▸ Objectifs
1. Dans le texte sur le 17 octobre 1961, remplacez « hommage » par « témoignage », puis réécrivez le passage qui va de « Puis élément important » jusqu'à « d’une brûlante actualité. » inclus.
2. Affichez chaque ligne des entrées qui contient la chaîne « blue », en tenant compte de la casse.

▸ Texte fourni
* * * * * * *

Puis élément important de ce rassemblement depuis plusieurs années, l’intervenant soulignait le lien avec le présent
« Cet hommage ne serait pas complet si on ne faisait pas le lien avec notre présent, car les motivations des manifestantes et des manifestants du 17 octobre 1961 sont d’une brûlante actualité.
La répression meurtrière exercée par la police contre la manifestation du 17 octobre 1961 nous interpelle sur la violence actuellement utilisée contre les mouvements sociaux, provoquant des blessés graves et même des morts. Nous ne devons pas nous accoutumer à cela. La tragédie du 17 octobre 1961 montre jusqu’où peut conduire la raison d’État.
Il n’y a pas de paix durable sans le respect de la volonté des peuples.Le refus d’entendre l’aspiration légitime du peuple algérien à maîtriser son destin a conduit à une guerre cruelle, dont le prix humain et matériel fut considérable. Ce qui se passe en Syrie en ce moment doit interpeller toutes les consciences. C’est une agression contre un peuple qui se bat avec un courage inouï pour son existence. Il faut agir pour faire cesser l’agression militaire contre la Syrie, notamment contre le peuple kurde. »
« Depuis le 22 février 2019, sur l’ensemble du territoire algérien, le peuple s’est levé en masse et pacifiquement, pour en finir avec la corruption et obtenir des changements politiques et sociaux. Jeunes, femmes, étudiants…. progressistes et démocrates, manifestent pour une nouvelle société plus libre, plus démocratique et plus juste.

* * * * * * *

▸ Données disponibles
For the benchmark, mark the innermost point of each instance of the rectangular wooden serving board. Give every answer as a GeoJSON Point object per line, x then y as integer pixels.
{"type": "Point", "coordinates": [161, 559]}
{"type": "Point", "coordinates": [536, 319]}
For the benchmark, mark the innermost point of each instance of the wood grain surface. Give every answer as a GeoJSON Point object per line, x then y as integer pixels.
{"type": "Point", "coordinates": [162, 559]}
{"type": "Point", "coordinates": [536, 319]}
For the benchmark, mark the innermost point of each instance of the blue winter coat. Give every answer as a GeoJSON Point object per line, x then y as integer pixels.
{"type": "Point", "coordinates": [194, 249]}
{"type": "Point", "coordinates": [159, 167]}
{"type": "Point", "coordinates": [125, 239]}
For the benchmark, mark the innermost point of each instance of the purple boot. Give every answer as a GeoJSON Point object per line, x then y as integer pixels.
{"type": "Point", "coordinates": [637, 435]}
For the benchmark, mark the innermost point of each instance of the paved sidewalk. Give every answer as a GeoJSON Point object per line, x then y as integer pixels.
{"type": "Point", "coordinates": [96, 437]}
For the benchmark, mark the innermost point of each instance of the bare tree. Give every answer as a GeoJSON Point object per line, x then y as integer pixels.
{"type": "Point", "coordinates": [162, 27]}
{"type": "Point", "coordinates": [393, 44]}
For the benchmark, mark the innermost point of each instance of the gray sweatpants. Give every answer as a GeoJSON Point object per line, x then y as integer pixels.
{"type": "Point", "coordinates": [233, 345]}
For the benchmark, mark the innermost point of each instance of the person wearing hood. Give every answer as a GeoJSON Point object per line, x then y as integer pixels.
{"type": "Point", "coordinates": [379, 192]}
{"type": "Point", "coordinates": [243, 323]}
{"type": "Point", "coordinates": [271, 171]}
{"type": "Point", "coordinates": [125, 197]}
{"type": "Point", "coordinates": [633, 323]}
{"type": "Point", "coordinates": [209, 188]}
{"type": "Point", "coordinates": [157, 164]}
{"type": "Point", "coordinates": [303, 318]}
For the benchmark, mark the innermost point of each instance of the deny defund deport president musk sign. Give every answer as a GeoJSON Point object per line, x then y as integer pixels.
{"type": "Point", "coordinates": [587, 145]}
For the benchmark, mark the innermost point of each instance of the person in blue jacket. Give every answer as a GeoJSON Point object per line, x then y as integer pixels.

* * * * * * *

▸ Réponses par consigne
1.
Puis élément important de ce rassemblement depuis plusieurs années, l’intervenant soulignait le lien avec le présent
« Cet témoignage ne serait pas complet si on ne faisait pas le lien avec notre présent, car les motivations des manifestantes et des manifestants du 17 octobre 1961 sont d’une brûlante actualité.

2.
For the benchmark, mark the innermost point of each instance of the blue winter coat. Give every answer as a GeoJSON Point object per line, x then y as integer pixels.
For the benchmark, mark the innermost point of each instance of the person in blue jacket. Give every answer as a GeoJSON Point object per line, x then y as integer pixels.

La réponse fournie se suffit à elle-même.